Request A - Return everything in the blog excerpt below from "In previous posts" down to "by the Government).", with no changes.

--------------------------------------------------

I am therefore delighted to take this opportunity to redress the balance by reporting on the first positive campaign message of the year. The big church in Peckham next to Netto has mastered the subtleties of modern PR, while eschewing the smear tactics of the mainstream parties, with its new slogan, "Lifting all curses". Beat that Saatchi.
"Noto Swing" Beat
Friday, March 18, 2005
Theocracy on the March Pt. 4
As I believe I may have mentioned before, the Serious Organised Crime and Police Bill was before the Lords on Tuesday. It includes the outlawing of incitement of "hatred against persons on racial or religious grounds".
In previous posts in this series, I have been critical of some of what their Lordships had to say.
There was in fact one very positive aspect of the debate: There was agreement from all sides that the common law offence of blasphemy should be abolished (as originally suggested by the Government).

--------------------------------------------------

Request B - In the object detection entries below, retype everything from the line containing "Double-check pass: confirm bounding boxes for every tree trunk" down to the line containing "[0,2,1200,352]", including both of those lines.

(Object detection data)
--------------------------------------------------

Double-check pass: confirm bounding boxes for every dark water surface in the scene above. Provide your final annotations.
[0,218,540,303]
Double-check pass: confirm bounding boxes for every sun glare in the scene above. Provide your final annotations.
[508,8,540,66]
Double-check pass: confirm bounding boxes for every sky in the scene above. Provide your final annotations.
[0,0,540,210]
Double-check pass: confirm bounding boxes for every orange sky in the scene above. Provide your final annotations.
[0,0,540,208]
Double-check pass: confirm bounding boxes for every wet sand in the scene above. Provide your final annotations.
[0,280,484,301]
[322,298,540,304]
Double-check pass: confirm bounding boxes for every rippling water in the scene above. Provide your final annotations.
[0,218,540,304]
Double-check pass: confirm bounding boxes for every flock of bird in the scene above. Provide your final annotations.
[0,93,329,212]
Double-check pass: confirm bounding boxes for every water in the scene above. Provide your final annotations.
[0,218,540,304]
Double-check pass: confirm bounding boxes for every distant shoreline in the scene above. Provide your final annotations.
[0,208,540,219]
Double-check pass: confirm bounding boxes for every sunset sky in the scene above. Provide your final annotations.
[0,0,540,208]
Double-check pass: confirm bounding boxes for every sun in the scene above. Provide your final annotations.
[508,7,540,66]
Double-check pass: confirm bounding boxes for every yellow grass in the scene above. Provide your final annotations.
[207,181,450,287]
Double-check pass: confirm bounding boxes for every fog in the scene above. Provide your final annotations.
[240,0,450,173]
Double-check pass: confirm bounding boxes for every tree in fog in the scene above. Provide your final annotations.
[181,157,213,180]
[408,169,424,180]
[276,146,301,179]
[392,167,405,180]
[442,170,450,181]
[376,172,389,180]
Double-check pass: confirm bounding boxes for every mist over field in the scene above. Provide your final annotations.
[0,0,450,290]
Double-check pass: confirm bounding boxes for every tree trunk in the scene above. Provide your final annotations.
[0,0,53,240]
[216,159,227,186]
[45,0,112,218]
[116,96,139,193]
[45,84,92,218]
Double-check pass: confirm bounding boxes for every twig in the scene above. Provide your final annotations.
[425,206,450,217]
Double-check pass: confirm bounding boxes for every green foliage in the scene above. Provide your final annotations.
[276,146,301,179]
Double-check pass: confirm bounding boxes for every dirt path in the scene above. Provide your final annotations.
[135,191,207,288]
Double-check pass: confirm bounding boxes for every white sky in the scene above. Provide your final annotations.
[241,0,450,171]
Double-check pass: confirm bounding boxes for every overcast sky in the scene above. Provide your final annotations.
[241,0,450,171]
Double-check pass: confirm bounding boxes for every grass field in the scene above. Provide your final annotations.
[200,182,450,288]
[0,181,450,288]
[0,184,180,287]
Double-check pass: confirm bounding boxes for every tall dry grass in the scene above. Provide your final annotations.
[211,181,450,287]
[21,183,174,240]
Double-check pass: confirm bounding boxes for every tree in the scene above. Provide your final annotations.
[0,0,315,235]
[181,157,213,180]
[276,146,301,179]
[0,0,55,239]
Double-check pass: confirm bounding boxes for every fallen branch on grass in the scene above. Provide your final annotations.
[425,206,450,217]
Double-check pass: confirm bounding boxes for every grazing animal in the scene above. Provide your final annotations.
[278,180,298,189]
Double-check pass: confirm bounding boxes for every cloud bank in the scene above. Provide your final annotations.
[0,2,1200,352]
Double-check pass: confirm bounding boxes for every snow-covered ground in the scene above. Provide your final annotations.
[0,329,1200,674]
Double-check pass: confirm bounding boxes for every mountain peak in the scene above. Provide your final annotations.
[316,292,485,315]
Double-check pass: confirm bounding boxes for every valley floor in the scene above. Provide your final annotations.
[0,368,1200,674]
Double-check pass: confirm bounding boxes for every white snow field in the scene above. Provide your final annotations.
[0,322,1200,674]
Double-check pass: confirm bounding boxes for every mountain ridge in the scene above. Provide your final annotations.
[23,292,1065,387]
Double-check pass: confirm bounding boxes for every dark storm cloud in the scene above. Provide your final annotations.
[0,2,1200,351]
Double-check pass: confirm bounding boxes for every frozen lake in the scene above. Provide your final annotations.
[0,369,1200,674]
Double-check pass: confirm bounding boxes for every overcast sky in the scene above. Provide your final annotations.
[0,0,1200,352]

--------------------------------------------------

Problem solution A -
In previous posts in this series, I have been critical of some of what their Lordships had to say.
There was in fact one very positive aspect of the debate: There was agreement from all sides that the common law offence of blasphemy should be abolished (as originally suggested by the Government).

Problem solution B -
Double-check pass: confirm bounding boxes for every tree trunk in the scene above. Provide your final annotations.
[0,0,53,240]
[216,159,227,186]
[45,0,112,218]
[116,96,139,193]
[45,84,92,218]
Double-check pass: confirm bounding boxes for every twig in the scene above. Provide your final annotations.
[425,206,450,217]
Double-check pass: confirm bounding boxes for every green foliage in the scene above. Provide your final annotations.
[276,146,301,179]
Double-check pass: confirm bounding boxes for every dirt path in the scene above. Provide your final annotations.
[135,191,207,288]
Double-check pass: confirm bounding boxes for every white sky in the scene above. Provide your final annotations.
[241,0,450,171]
Double-check pass: confirm bounding boxes for every overcast sky in the scene above. Provide your final annotations.
[241,0,450,171]
Double-check pass: confirm bounding boxes for every grass field in the scene above. Provide your final annotations.
[200,182,450,288]
[0,181,450,288]
[0,184,180,287]
Double-check pass: confirm bounding boxes for every tall dry grass in the scene above. Provide your final annotations.
[211,181,450,287]
[21,183,174,240]
Double-check pass: confirm bounding boxes for every tree in the scene above. Provide your final annotations.
[0,0,315,235]
[181,157,213,180]
[276,146,301,179]
[0,0,55,239]
Double-check pass: confirm bounding boxes for every fallen branch on grass in the scene above. Provide your final annotations.
[425,206,450,217]
Double-check pass: confirm bounding boxes for every grazing animal in the scene above. Provide your final annotations.
[278,180,298,189]
Double-check pass: confirm bounding boxes for every cloud bank in the scene above. Provide your final annotations.
[0,2,1200,352]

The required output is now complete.